• **TASK SET**
1. Translate this sentence from the article on homebuilding trends into Spanish: "What's more, making that comparison becomes doubly meaningful in the last quarter of 2023, when this is the current state of things in housing."
2. In the article on homebuilding trends, how much did existing-home sales fall in the first nine months of this year compared with last year?
3. Continue the article on homebuilding's 2024 trend toward smaller houses from the point where it stops.

• **PASSAGE PROVIDED**
════════

Homebuilding's Top 10 Trends In 2024: No. 3 Smaller Houses
The most crystal clear, unqualified praise I've recently heard about a homebuilder was a trusted advisor describing that operator's mastery at profitably serving its local market's entry-level, first-time buyers.
They practically out-LGI LGI," he said.
Enough said.
Favorably comparing a firm to the last 15 or so years' standard-setter in fusing a big bold strategy, a precisely-configured operational system, and a product offering into one of the industry's storybook successes can only mean the highest praise.
What's more, making that comparison becomes doubly meaningful in the last quarter of 2023, when this is the current state of things in housing.
- affordability at its worst since the 1980s
- mortgage interest rates high, and expected to remain higher-for-longer
- prices, well prices are like this:
'As we sit atop our year-ahead outlook perch, the evolution of the U.S. housing market has been Herculean or devastating depending on where you look,' [Morgan Stanley] strategists [Jay Bacow and James Egan] wrote. For one, home prices are yet again at a record high, up 6% since the end of last year, they said. At the same time, sales volume has fallen tremendously: Existing-home sales are down 21% in the first nine months of this year versus last year; new-home sales are up 5%, but total transaction volumes are at their lowest level in more than a decade, as of the first three quarters of this year, according to the note. Until then, affordability largely depends on mortgage rates.

════════

• **DATA SEGMENT**
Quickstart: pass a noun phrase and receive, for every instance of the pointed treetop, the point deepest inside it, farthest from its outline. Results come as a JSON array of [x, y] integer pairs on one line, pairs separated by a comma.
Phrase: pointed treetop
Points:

════════

• **ANSWERS TO THE TASKS**
1. Además, hacer esa comparación cobra un doble significado en el último trimestre de 2023, cuando este es el estado actual de las cosas en el sector de la vivienda.

2. They fell 21%.

3.
What LGI and many other builder teams who conditioned their product, operational, and land investment systems to compete so capably for entry-level, first-time buyers was to reverse-engineer who they were and what they could produce – not on a price tag or ASP at all.
Rather, the starting place – the most compelling way to pull a family household from a rental into homeownership – was a monthly payment that stood alongside a month's rent and said, "good deal."
Many of the homebuilding companies that got their start during the Great Recession – not to mention ones that had weathered and thrived despite severe down cycles in the 1980s and 1990s – learned to execute as businesses that produced homes and created places exactly as LGI did. Their value-stream and build-cycle flowed back from monthly-payment wherewithal as the starting place and they built product lines, operational practices, and business systems that met the need, paid the bills, and made investors and lenders whole.
Now, in August, National Association of Home Builders chief economist Robert Dietz tapped into second quarter 2023 data from the Census Quarterly Starts and Completions by Purpose and Design, reaching this set of conclusions:
Median single-family square floor area declined to 2,191 square feet, the lowest reading since the end of 2010. Average (mean) square footage for new single-family homes fell to 2,415 square feet.
Since Great Recession lows (and on a one-year moving average basis), the average size of a new single-family home is now 3% higher at 2,465 square feet, while the median size is 6% higher at 2,234 square feet.
Home size rose from 2009 to 2015 as entry-level new construction lost market share. Home size declined between 2016 and 2020 as more starter homes were developed. After a brief increase during the post-covid building boom, home size is trending lower and will likely do so as housing affordability remains constrained."
Smaller home sizes don't – and can't – mean less value. It remains to be seen whether architects, engineers, and operators will succeed in creating iconic entry-level style homes whose form and function speak particularly to Millennial and Generation Z adult households. Opportunity awaits.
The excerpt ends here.